### Short problem 1:
In the forum thread, how far does Stan's Garratt run back and forth on its reversing unit?

### Page extract:
┄┄┄┄┄┄┄┄┄┄

Who has 1 or more, and who has experience with these engines?
Or just seen them run?

Please list the LIKES & DISLIKES from your experience.

Any Running, Sound or Quality(things falling off & so on) problems?



What was the first/last one made?

I believe the Shay & K-28 were the only ones with OUT sound correct?



Tac,

2 friends have the White Pass Mikado steam, nothing but trouble, like you mentioned.

1 friend has a Hudson, another friend has the Shay(non sound, before factory sound) both are FINE engines, no trouble.


I have a Garratt, fine running engine. 

It is on rollers with MTS, it is easier this way, since everybody that comes down wants to see & hear it run.(its a running display piece)

Stan,
in Washington has a Garratt, How do you like it? http://www.stanstrains.com/


----------



## stanman (Jan 4, 2008)

The Garratt is really great. It's beautiful and it's unusual. The sound is superb. It's fun to watch run even though it's on a reversing unit and runs back-and-forth only about fourteen feet.


----------



## tacfoley (Jan 3, 2008)

Stan - and others, I have to agree with your comments. Mainline131 and I have often run our friend Neil's Aster/LGB Garratt and the live-steam Garratt as double-headers, with the sound turned WAAAAAAAY up - in fact, it's on Youtube if you care to look. 

Anything that Aster built in its entirety seems to have worked just fine - the K-28, the NYC Hudson and the Shays - and the Garratt, of course. It was when the ywere obliged to use a drive-train that was not only fitted with out-of-scale wheels, but feeble beyond belief, inspite of its august LGB ancestry, that things went tits-up. 

The WP mike was an opportunity for LGB to build a much-needed model that nobody else had the cojones to build - a REAL 1/22.5 mike to scale dimensions in just about every respect - do a search on my posts from a few years ago where I measured the real thing against the model. Such a model really needed, from the off, to be built by a master model builder, and LGB had worked successfully with both Aster and Magnus before, but it was to Aster that they eventually returned. This opportunity had only come about because all of a sudden, LGB had an eight-coupled drive-train that satisfied the need to bend in the middle - the one they deveopled for their plastic 1/27th scale 'mainline mikes, US and French.

┄┄┄┄┄┄┄┄┄┄

### Data excerpts:

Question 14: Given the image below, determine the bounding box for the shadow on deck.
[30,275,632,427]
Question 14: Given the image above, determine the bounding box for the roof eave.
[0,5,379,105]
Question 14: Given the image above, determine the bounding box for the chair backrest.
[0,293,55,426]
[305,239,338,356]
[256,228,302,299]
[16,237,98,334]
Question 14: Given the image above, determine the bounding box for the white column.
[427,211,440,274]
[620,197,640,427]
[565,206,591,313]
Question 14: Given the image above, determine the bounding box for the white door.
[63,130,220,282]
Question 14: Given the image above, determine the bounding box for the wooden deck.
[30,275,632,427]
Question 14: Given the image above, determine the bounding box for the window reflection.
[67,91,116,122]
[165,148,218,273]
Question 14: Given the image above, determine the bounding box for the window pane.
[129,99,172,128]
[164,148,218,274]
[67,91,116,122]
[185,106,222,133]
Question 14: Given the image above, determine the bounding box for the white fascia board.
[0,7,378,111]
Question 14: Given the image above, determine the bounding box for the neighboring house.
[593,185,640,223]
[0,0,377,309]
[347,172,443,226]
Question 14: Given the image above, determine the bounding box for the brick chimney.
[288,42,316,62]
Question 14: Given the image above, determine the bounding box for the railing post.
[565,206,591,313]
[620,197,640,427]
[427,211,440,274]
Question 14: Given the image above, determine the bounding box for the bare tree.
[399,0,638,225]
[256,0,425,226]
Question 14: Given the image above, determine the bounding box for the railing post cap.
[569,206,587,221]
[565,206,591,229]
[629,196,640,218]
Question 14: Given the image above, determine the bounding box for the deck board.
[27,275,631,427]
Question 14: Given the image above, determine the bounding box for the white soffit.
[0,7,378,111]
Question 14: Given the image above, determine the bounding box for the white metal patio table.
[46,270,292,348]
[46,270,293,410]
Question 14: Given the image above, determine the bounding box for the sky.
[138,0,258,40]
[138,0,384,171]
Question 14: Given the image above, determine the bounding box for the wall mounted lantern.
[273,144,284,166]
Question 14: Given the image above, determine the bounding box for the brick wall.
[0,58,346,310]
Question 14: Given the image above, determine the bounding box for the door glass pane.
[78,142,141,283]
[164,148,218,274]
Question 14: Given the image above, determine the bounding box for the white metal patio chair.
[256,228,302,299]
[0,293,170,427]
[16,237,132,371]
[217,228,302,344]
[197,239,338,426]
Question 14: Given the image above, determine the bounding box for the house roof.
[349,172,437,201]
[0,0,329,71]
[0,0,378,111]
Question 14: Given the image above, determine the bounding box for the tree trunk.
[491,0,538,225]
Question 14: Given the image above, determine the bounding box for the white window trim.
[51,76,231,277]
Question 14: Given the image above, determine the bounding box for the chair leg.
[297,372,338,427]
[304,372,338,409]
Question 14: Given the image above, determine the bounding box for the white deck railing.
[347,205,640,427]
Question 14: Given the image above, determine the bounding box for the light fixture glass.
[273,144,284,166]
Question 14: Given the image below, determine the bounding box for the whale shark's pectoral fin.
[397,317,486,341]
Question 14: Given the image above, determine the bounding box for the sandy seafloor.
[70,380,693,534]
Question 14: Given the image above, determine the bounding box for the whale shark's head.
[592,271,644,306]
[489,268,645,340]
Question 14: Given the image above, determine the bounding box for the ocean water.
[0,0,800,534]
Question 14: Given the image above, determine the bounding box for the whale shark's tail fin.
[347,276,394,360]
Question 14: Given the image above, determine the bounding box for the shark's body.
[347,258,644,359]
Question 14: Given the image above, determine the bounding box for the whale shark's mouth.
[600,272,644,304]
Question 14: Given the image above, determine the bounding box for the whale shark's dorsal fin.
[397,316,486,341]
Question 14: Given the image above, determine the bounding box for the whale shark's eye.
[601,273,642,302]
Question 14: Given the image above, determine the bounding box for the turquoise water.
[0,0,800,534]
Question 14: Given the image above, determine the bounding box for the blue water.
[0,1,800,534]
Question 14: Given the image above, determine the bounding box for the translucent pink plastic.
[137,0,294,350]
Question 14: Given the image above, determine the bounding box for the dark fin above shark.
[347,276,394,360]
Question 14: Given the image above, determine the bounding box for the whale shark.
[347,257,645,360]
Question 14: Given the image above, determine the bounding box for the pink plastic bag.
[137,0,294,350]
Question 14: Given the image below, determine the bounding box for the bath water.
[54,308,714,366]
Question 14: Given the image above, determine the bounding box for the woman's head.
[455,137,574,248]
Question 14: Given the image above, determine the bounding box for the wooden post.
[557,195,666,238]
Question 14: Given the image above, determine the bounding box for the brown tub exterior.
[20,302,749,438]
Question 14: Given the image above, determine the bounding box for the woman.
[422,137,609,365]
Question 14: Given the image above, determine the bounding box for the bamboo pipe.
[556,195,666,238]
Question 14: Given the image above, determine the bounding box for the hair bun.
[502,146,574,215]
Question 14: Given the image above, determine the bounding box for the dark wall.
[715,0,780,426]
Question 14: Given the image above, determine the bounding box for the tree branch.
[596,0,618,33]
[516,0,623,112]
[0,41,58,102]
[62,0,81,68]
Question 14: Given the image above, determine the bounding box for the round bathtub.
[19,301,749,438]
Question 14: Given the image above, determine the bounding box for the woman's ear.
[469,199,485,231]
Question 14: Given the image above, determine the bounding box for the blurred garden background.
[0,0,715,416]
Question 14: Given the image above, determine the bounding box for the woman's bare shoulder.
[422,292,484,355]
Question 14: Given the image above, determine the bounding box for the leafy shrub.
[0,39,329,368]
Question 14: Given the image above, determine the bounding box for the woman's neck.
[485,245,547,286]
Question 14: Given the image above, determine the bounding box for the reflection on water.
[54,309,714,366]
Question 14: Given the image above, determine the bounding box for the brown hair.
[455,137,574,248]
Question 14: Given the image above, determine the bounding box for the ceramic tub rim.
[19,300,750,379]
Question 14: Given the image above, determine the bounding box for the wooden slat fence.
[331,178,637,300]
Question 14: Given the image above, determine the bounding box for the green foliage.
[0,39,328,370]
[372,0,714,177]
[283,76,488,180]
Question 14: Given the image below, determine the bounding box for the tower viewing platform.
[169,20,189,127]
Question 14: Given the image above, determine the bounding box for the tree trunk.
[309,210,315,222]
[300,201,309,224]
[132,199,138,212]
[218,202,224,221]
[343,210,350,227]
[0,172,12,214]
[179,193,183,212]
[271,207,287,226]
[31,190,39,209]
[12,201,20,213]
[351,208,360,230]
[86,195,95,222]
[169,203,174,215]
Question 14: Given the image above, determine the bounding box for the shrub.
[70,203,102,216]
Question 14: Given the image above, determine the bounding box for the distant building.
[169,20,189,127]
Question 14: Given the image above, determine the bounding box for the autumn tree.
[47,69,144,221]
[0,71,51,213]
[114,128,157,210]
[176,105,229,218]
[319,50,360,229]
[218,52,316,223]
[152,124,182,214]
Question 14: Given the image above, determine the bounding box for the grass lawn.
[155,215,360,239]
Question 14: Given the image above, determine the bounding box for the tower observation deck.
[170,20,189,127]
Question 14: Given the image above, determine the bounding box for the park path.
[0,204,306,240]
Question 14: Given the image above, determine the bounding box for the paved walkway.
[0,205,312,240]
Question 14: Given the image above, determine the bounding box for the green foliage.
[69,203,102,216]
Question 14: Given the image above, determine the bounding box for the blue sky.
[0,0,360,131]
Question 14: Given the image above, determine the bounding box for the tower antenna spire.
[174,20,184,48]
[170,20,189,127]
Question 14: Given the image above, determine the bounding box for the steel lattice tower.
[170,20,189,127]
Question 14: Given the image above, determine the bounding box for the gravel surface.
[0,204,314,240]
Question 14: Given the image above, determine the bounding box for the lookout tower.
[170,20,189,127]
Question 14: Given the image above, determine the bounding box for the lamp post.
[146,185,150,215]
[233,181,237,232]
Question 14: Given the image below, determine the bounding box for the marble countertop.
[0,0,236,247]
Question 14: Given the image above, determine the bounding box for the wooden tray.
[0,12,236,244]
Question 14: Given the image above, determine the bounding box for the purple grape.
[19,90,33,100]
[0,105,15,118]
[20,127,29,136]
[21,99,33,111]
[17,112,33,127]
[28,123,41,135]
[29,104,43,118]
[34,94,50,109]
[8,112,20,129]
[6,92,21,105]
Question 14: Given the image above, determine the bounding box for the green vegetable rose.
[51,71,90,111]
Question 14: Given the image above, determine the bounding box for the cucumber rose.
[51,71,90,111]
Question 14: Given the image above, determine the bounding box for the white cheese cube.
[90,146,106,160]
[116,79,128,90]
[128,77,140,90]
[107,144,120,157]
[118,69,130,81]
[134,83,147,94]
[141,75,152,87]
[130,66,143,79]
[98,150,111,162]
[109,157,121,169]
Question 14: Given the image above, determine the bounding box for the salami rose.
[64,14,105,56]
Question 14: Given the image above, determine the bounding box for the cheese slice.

┄┄┄┄┄┄┄┄┄┄

### Short problem 2:
Lay out everything in the rows from the first one down to the one containing "[16,237,98,334]", both included, as a Markdown table with the columns Number and Row line. Leave out blank lines.

### Written response 1:
About fourteen feet.

### Written response 2:
| Number | Row line |
|---|---|
| 1 | Question 14: Given the image below, determine the bounding box for the shadow on deck. |
| 2 | [30,275,632,427] |
| 3 | Question 14: Given the image above, determine the bounding box for the roof eave. |
| 4 | [0,5,379,105] |
| 5 | Question 14: Given the image above, determine the bounding box for the chair backrest. |
| 6 | [0,293,55,426] |
| 7 | [305,239,338,356] |
| 8 | [256,228,302,299] |
| 9 | [16,237,98,334] |